What needs to be done
Working from the entries below, tally each line that holds "point". Give the tally and nothing else.
=======
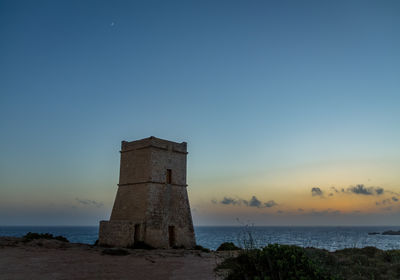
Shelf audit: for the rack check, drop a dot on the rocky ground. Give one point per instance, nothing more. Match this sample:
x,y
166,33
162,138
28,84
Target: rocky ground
x,y
52,259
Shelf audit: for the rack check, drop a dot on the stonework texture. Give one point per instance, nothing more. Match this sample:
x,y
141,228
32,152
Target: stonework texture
x,y
152,204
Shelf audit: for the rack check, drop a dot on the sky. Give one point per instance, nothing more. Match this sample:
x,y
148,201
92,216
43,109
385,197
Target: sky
x,y
291,109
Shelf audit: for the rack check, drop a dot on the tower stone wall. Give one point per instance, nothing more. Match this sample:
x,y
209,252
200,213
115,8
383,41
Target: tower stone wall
x,y
151,204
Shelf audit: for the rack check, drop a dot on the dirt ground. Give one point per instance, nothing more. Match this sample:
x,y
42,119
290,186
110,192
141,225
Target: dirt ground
x,y
50,259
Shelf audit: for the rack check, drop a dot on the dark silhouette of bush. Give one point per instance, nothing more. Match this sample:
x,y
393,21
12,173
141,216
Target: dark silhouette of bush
x,y
228,246
33,235
201,248
274,262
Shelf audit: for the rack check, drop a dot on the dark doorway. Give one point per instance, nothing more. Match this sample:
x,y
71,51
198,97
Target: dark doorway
x,y
171,235
169,176
137,233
=======
The completed task
7